§ SHORT TASK
Return every line of the data below that contains the word "segment".

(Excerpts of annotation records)
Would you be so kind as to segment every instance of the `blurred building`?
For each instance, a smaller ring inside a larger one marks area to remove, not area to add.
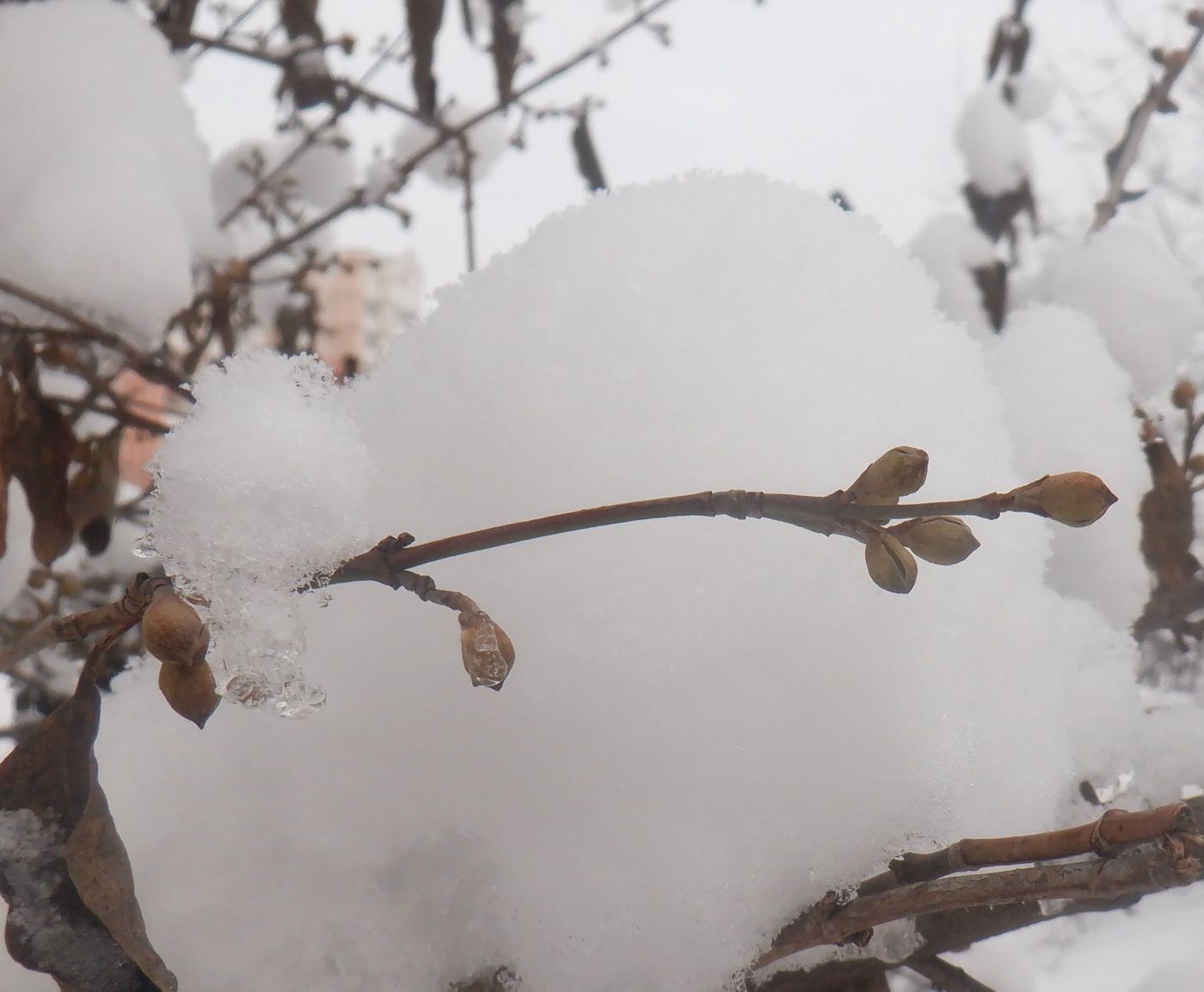
[[[409,327],[423,305],[423,276],[412,252],[379,258],[341,252],[311,277],[318,297],[318,355],[336,372],[377,365],[391,339]]]
[[[379,258],[367,252],[341,252],[330,265],[309,276],[317,305],[314,350],[336,374],[347,378],[377,365],[393,338],[417,319],[423,303],[423,276],[412,252]],[[247,335],[272,347],[275,329]],[[134,372],[118,378],[130,408],[149,419],[171,424],[179,405],[169,391]],[[120,471],[126,483],[144,489],[150,483],[146,463],[154,459],[159,436],[128,427],[122,438]]]

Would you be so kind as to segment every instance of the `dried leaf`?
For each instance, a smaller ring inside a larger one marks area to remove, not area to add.
[[[75,693],[0,763],[0,894],[13,959],[78,992],[175,992],[150,947],[96,779],[100,690]]]
[[[993,261],[972,268],[970,274],[982,297],[982,309],[998,333],[1008,317],[1008,266],[1002,261]]]
[[[16,359],[16,409],[6,420],[2,459],[25,490],[34,518],[34,555],[49,565],[75,541],[67,470],[76,441],[61,411],[42,396],[33,349],[18,348]]]
[[[84,444],[83,467],[67,485],[67,516],[89,555],[108,547],[120,482],[122,427]]]
[[[438,106],[435,39],[443,24],[443,0],[406,0],[406,24],[409,28],[409,52],[414,59],[412,75],[418,112],[433,119]]]
[[[490,0],[494,11],[494,73],[497,76],[497,99],[509,104],[514,99],[514,70],[519,61],[519,24],[523,0]]]
[[[597,149],[594,147],[594,138],[590,136],[590,116],[583,113],[577,118],[573,128],[573,154],[577,157],[577,171],[582,173],[590,193],[604,190],[606,177],[602,175],[602,164],[598,161]]]
[[[222,702],[213,669],[203,661],[196,665],[159,666],[159,691],[176,713],[201,730]]]

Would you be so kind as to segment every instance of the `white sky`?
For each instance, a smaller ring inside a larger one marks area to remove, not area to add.
[[[536,55],[519,82],[560,60],[618,23],[604,0],[530,0],[536,17],[524,42]],[[464,43],[458,4],[447,5],[436,57],[441,99],[483,105],[491,99],[488,55]],[[1010,0],[677,0],[661,16],[673,45],[639,30],[610,49],[610,66],[582,66],[541,91],[537,104],[567,105],[583,94],[606,100],[591,129],[612,185],[663,178],[695,169],[754,170],[827,193],[845,190],[858,211],[905,241],[933,212],[960,208],[963,179],[952,128],[966,98],[980,84],[996,18]],[[1186,37],[1182,20],[1157,0],[1123,4],[1126,17],[1156,41]],[[361,49],[341,71],[371,58],[371,40],[401,26],[400,0],[325,0],[334,31],[344,25]],[[1096,0],[1033,0],[1027,18],[1034,47],[1029,64],[1073,81],[1102,108],[1109,141],[1126,108],[1144,90],[1151,66],[1121,42]],[[1096,59],[1108,67],[1108,96],[1093,87]],[[266,135],[273,120],[276,72],[222,53],[196,65],[189,93],[202,135],[214,153]],[[377,88],[412,104],[408,66],[391,69]],[[1100,154],[1073,154],[1061,123],[1075,120],[1062,98],[1033,131],[1038,199],[1055,228],[1082,230],[1103,187]],[[355,111],[349,130],[364,158],[385,146],[401,122],[390,111]],[[1056,195],[1051,195],[1056,194]],[[480,261],[521,241],[543,217],[585,196],[568,147],[568,124],[550,120],[527,131],[527,149],[508,152],[480,182],[477,237]],[[464,268],[460,196],[426,178],[412,179],[402,200],[414,214],[409,232],[389,215],[365,212],[342,222],[343,247],[395,253],[412,246],[430,288]]]

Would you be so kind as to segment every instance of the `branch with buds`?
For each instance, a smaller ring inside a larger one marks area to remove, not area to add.
[[[993,520],[1003,513],[1031,513],[1070,527],[1084,527],[1103,516],[1116,502],[1116,497],[1096,476],[1067,472],[1043,476],[1008,492],[988,492],[969,500],[899,503],[901,497],[916,492],[923,485],[927,474],[926,451],[898,447],[870,462],[848,489],[838,489],[827,496],[732,489],[592,507],[503,524],[425,544],[414,544],[411,535],[386,537],[364,554],[343,562],[321,585],[377,581],[390,589],[417,591],[413,580],[407,578],[409,569],[458,555],[636,520],[732,516],[737,520],[778,520],[814,533],[857,541],[864,545],[866,569],[870,579],[887,592],[905,594],[915,586],[919,574],[916,556],[933,565],[949,566],[964,561],[978,549],[978,538],[963,516]],[[891,520],[901,522],[889,526]],[[501,642],[504,633],[491,620],[489,622],[500,633],[497,639]],[[509,638],[504,638],[504,643],[509,644]],[[467,660],[465,665],[467,667]],[[510,667],[513,648],[509,650],[507,673]],[[484,683],[474,679],[473,684]],[[501,680],[490,687],[501,689]]]
[[[1204,835],[1196,816],[1204,803],[1170,803],[1128,813],[1111,809],[1091,823],[1062,831],[966,839],[932,854],[904,854],[889,870],[867,879],[849,893],[830,892],[784,927],[752,969],[826,944],[864,946],[873,928],[892,920],[978,908],[1001,909],[1040,899],[1110,903],[1198,881],[1204,874]],[[1056,858],[1087,858],[1046,864]],[[1037,862],[1031,868],[967,874]],[[1035,922],[1029,920],[1028,922]],[[999,932],[999,931],[997,931]],[[973,941],[968,941],[973,943]],[[925,958],[920,958],[925,959]],[[885,968],[884,963],[879,963]],[[811,986],[805,973],[797,981],[775,975],[766,987]]]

§ CORRECT RESULT
Would you be so kind as to segment every instance of the `blurred building`?
Would you be so kind as to segment every instance of the `dried leaf`?
Would you be so kind as to segment every instance of the `white sky`?
Would you be so kind as to segment every instance of the `branch with buds`?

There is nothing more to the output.